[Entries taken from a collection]
....................
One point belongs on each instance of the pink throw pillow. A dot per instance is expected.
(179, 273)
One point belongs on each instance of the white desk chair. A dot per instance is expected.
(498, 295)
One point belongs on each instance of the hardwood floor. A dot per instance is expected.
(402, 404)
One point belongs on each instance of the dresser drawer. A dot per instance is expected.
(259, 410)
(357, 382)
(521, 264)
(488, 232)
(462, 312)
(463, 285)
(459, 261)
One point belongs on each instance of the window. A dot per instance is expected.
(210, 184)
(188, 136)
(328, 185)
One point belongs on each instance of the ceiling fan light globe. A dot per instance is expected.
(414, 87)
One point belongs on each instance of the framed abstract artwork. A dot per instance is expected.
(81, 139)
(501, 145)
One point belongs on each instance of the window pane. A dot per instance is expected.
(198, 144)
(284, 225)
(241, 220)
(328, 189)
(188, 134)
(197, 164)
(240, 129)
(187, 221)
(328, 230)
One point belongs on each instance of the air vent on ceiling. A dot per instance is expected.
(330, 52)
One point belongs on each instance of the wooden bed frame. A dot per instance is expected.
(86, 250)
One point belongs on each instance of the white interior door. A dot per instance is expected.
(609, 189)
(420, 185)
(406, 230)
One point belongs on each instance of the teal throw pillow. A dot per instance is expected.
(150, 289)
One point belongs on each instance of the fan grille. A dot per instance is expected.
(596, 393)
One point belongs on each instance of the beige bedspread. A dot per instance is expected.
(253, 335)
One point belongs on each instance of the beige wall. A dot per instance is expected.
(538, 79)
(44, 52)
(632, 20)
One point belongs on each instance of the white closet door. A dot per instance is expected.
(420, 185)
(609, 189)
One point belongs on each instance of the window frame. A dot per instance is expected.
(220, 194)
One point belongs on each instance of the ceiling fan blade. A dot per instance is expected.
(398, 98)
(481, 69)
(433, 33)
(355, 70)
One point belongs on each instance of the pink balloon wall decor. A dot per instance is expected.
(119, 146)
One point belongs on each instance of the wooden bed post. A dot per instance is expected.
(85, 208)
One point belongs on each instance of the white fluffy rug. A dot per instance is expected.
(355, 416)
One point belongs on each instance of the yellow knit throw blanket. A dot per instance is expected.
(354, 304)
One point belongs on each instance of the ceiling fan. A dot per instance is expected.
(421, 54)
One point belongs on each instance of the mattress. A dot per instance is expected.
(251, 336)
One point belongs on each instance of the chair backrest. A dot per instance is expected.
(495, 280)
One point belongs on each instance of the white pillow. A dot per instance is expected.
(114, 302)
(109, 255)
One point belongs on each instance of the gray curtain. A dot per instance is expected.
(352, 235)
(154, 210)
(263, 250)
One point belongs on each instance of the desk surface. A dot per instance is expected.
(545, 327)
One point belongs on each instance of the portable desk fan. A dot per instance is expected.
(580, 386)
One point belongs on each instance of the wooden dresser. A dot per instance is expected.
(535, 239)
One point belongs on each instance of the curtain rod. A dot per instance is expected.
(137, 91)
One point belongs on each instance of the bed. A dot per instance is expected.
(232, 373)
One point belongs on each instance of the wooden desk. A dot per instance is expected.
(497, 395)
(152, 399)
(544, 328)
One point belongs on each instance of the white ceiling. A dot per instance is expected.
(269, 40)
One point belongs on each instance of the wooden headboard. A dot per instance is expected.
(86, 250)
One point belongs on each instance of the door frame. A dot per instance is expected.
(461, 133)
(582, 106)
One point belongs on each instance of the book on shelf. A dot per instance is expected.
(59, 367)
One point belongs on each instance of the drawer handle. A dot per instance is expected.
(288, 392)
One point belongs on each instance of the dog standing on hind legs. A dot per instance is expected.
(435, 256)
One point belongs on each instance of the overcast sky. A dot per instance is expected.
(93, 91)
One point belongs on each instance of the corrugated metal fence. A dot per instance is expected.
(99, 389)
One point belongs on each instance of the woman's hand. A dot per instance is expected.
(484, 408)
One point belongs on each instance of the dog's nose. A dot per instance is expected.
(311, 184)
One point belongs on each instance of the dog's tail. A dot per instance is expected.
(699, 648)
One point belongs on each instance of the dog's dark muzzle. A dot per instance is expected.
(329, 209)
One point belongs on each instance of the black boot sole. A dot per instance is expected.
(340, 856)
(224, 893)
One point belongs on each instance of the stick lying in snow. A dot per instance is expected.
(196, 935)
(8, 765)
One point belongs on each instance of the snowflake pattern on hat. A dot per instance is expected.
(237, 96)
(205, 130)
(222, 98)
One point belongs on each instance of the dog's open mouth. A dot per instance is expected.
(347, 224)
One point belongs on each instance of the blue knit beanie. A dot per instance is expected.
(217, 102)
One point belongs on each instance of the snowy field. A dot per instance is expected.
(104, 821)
....................
Exercise aim
Please repeat, exactly and only, the lines from the one containing "One point belongs on each instance of the white ceiling." through the last line of the records, both included.

Task answer
One point belongs on each instance of the white ceiling. A dot per instance is expected.
(269, 40)
One point belongs on each instance of the wooden headboard. A dot per instance is expected.
(86, 250)
One point belongs on each instance of the door frame. A dot per instance is expected.
(461, 133)
(582, 106)
One point belongs on each instance of the book on shelf. A dot per instance is expected.
(59, 367)
One point belongs on each instance of the drawer handle. A dot per instance is expected.
(288, 392)
One point belongs on each instance of the dog standing on hind legs. A dot per instance is expected.
(435, 256)
One point belongs on each instance of the overcast sky. A dot per instance is expected.
(93, 91)
One point belongs on each instance of the corrugated metal fence. A dot per instance is expected.
(99, 389)
One point belongs on each instance of the woman's hand. A dot per instance is expected.
(484, 408)
One point belongs on each instance of the dog's nose. A dot per instance is expected.
(311, 184)
One point belongs on each instance of the dog's tail. A dot per instance is expected.
(699, 648)
One point belongs on each instance of the dog's dark muzzle. A dot per instance is expected.
(329, 209)
One point belongs on each instance of the black boot sole. A dot per instance is expected.
(340, 856)
(224, 893)
One point belongs on each instance of the stick lying in snow. A dot per instance is expected.
(196, 935)
(8, 765)
One point belongs on each instance of the snowflake pattern on hat. A dot per instance is expected.
(237, 96)
(205, 130)
(222, 98)
One point belongs on each instance of the dog's open mouth. A dot per instance is expected.
(347, 224)
One point belongs on each instance of the blue knit beanie. A dot per instance is expected.
(217, 102)
One point belongs on each instance of the snowy field. A dot per instance is expected.
(104, 821)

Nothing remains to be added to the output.